[Coordinate annotation entries]
· · · · · · ·
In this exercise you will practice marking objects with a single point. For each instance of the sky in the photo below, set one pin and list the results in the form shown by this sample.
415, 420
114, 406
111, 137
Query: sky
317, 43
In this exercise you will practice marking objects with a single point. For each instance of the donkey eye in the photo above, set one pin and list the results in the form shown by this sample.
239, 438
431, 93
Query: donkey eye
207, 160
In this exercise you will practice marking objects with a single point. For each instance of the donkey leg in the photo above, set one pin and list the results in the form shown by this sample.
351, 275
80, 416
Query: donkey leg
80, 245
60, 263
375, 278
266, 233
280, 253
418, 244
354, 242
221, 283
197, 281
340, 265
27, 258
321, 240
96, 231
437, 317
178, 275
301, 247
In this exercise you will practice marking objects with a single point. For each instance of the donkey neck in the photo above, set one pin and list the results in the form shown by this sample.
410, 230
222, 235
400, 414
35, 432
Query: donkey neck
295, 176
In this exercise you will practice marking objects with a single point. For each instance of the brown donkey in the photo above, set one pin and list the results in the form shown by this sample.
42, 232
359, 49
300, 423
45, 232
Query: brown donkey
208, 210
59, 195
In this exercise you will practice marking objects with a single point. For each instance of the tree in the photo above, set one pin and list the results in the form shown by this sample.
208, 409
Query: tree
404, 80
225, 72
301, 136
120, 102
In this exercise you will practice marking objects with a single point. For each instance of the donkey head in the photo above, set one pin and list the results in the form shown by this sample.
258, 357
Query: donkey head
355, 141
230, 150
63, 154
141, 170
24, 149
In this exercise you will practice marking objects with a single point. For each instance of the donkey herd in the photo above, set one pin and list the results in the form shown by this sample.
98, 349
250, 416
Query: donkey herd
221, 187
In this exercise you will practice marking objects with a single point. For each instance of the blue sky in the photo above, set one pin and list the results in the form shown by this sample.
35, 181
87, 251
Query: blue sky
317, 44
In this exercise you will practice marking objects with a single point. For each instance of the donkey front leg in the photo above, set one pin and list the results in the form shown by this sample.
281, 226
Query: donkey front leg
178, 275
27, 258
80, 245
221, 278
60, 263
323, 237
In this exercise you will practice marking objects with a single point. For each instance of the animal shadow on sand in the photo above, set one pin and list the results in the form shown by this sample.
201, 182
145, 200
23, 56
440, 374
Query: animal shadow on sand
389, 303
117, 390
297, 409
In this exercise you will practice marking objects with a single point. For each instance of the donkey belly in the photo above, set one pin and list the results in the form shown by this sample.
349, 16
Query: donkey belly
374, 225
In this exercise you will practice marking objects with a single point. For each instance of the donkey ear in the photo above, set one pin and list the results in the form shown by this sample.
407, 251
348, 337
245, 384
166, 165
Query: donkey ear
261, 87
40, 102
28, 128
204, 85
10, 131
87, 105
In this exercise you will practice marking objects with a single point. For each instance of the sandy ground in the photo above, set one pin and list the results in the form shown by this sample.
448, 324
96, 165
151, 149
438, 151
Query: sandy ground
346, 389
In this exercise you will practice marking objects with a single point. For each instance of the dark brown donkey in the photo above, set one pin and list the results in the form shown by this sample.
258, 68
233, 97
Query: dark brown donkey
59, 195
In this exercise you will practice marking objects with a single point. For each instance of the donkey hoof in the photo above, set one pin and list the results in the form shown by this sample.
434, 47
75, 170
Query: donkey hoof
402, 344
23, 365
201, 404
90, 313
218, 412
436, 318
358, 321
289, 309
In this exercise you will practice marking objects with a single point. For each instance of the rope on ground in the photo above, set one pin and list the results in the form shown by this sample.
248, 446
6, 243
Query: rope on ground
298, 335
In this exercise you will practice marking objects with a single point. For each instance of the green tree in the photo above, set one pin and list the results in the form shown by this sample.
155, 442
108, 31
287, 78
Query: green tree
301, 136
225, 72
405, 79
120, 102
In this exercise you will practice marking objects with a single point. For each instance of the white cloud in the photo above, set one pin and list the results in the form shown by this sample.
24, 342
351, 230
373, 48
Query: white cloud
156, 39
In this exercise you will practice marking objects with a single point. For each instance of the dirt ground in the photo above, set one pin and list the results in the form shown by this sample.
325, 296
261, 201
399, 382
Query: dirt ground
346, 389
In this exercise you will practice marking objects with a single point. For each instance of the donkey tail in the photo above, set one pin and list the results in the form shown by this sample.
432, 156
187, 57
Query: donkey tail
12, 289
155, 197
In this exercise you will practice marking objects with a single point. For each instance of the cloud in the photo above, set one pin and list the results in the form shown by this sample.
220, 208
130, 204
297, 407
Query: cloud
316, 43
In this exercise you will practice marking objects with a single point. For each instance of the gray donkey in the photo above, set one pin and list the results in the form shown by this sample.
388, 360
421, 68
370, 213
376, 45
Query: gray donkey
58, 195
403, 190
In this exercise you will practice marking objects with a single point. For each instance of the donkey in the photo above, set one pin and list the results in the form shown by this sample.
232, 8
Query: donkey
· · · · · · ·
▶ _Problem to solve_: Give back exactly the lines from the one containing "of the rope" to the end of the material, both ends included.

▶ _Solution for this task_:
In this exercise you will practice marking objects with a single point. For each instance of the rope on ground in the photo above, set one pin and list the results in the form shown by this sample.
248, 446
6, 243
Query: rope on ground
298, 335
In this exercise you will practice marking objects with a single point. For each instance of the green tree in the photo above, set one pin and list the results in the form shown by this sample.
155, 442
108, 31
287, 78
Query: green tree
301, 136
225, 72
405, 79
120, 102
In this exercise you will practice marking objects with a single point. For each instance of the white cloud in the photo above, set one pin and list the results in the form shown by this sample.
24, 342
351, 230
373, 48
Query: white cloud
156, 39
In this exercise you will practice marking objects with a single point. For each instance of the dirt ground in the photo above, set one pin and list the results in the form shown by this sample.
325, 296
261, 201
399, 382
Query: dirt ground
346, 389
In this exercise you will practice marking objects with a single point. For each instance of the donkey tail in the photo above, set one pin and list the results in the form shown by this sample.
432, 156
187, 57
Query: donkey tail
12, 289
155, 197
In this exercise you will practice marking objects with a single point. For each instance of the cloud in the photo above, set one pin and list the results in the form shown by this sample.
220, 208
130, 204
297, 407
Query: cloud
316, 43
In this exercise you will practice marking objects with a single point. For each instance of the gray donkey in the photo above, set one pin and list the results in the form shown by this sample.
388, 360
421, 68
370, 213
376, 45
Query: gray donkey
58, 195
403, 190
In this exercise you will practice marking objects with a single point. For each instance of the donkey in the photo above, set one pin and list the results in the form shown by this sample.
232, 8
Query: donkey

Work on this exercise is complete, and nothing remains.